## Exercise objective
Print the full listing exactly.
■ ■ ■
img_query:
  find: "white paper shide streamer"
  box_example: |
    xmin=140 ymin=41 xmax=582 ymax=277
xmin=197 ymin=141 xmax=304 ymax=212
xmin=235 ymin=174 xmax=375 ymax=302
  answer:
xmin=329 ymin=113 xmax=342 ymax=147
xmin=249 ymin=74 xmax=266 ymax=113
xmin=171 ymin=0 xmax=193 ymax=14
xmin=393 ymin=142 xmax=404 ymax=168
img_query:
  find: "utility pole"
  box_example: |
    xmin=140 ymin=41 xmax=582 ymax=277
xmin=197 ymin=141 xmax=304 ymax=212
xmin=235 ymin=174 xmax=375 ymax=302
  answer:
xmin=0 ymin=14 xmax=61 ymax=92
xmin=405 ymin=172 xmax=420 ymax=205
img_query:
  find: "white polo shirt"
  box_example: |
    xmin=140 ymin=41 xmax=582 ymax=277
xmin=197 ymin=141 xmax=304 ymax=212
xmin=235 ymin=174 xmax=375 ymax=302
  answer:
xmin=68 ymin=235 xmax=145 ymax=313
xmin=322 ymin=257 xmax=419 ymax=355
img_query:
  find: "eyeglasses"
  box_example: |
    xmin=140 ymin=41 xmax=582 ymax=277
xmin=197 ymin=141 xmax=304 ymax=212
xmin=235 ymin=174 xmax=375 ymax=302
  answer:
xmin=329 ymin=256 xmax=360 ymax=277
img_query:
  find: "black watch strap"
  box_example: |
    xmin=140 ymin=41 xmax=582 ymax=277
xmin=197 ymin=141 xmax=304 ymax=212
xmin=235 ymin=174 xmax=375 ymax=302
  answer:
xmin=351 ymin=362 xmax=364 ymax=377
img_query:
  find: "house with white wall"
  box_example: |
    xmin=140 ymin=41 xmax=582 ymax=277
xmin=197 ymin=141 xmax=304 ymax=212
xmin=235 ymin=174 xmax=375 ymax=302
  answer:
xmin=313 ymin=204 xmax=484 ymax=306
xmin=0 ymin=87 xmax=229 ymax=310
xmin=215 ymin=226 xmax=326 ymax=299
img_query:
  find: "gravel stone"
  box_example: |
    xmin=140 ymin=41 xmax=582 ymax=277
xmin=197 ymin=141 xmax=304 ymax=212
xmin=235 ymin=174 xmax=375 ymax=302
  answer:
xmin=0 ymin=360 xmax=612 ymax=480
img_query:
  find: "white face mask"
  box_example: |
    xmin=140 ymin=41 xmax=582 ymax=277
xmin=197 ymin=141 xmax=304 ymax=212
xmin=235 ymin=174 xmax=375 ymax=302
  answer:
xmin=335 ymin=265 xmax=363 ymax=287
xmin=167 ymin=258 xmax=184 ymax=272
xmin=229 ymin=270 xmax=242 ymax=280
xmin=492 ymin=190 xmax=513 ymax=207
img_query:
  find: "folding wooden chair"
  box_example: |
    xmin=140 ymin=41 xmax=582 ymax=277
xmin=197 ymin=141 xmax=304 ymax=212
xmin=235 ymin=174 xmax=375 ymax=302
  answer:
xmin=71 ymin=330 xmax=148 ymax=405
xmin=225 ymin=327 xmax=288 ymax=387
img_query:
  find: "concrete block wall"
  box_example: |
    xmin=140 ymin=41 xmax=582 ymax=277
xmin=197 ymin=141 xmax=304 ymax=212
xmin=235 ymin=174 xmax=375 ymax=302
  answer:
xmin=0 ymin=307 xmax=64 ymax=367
■ ■ ■
## Task result
img_query:
  find: "white paper shide streamer"
  box_example: |
    xmin=140 ymin=41 xmax=582 ymax=277
xmin=197 ymin=141 xmax=304 ymax=212
xmin=235 ymin=174 xmax=375 ymax=302
  answer:
xmin=329 ymin=113 xmax=342 ymax=147
xmin=249 ymin=74 xmax=266 ymax=113
xmin=171 ymin=0 xmax=193 ymax=14
xmin=393 ymin=142 xmax=404 ymax=168
img_query:
  find: "utility pole"
  box_example: |
    xmin=140 ymin=41 xmax=582 ymax=277
xmin=197 ymin=141 xmax=304 ymax=212
xmin=235 ymin=174 xmax=375 ymax=302
  answer:
xmin=0 ymin=14 xmax=61 ymax=92
xmin=405 ymin=172 xmax=420 ymax=205
img_query:
  find: "white polo shirt"
  box_example: |
    xmin=140 ymin=41 xmax=582 ymax=277
xmin=197 ymin=141 xmax=304 ymax=212
xmin=235 ymin=174 xmax=375 ymax=302
  answer:
xmin=68 ymin=235 xmax=145 ymax=313
xmin=322 ymin=257 xmax=419 ymax=355
img_query:
  find: "eyeglasses"
  box_example: |
    xmin=140 ymin=41 xmax=582 ymax=277
xmin=197 ymin=141 xmax=304 ymax=212
xmin=235 ymin=174 xmax=375 ymax=302
  answer:
xmin=329 ymin=256 xmax=360 ymax=277
img_query:
  find: "black watch strap"
  box_example: |
    xmin=140 ymin=41 xmax=582 ymax=277
xmin=197 ymin=141 xmax=304 ymax=212
xmin=235 ymin=174 xmax=375 ymax=302
  answer:
xmin=351 ymin=362 xmax=364 ymax=377
img_query:
  find: "house with white wall"
  box_example: |
    xmin=140 ymin=41 xmax=582 ymax=277
xmin=197 ymin=141 xmax=304 ymax=212
xmin=235 ymin=174 xmax=375 ymax=302
  answer:
xmin=313 ymin=204 xmax=484 ymax=306
xmin=0 ymin=87 xmax=229 ymax=310
xmin=215 ymin=226 xmax=326 ymax=299
img_query:
  find: "gravel stone"
  box_example: |
    xmin=140 ymin=41 xmax=582 ymax=277
xmin=197 ymin=141 xmax=304 ymax=212
xmin=235 ymin=174 xmax=375 ymax=302
  answer:
xmin=0 ymin=360 xmax=612 ymax=480
img_query:
  find: "white face mask"
  box_example: |
    xmin=140 ymin=41 xmax=582 ymax=277
xmin=197 ymin=141 xmax=304 ymax=212
xmin=235 ymin=174 xmax=375 ymax=302
  answer:
xmin=335 ymin=265 xmax=363 ymax=287
xmin=167 ymin=258 xmax=184 ymax=272
xmin=229 ymin=270 xmax=242 ymax=280
xmin=492 ymin=190 xmax=513 ymax=207
img_query:
  find: "folding wooden chair"
  box_example: |
    xmin=140 ymin=41 xmax=582 ymax=277
xmin=197 ymin=141 xmax=304 ymax=212
xmin=235 ymin=174 xmax=375 ymax=302
  answer:
xmin=71 ymin=330 xmax=148 ymax=405
xmin=225 ymin=327 xmax=288 ymax=387
img_query:
  find: "concrete block wall"
  box_example: |
    xmin=140 ymin=41 xmax=582 ymax=277
xmin=197 ymin=141 xmax=304 ymax=212
xmin=235 ymin=174 xmax=375 ymax=302
  answer:
xmin=0 ymin=307 xmax=64 ymax=367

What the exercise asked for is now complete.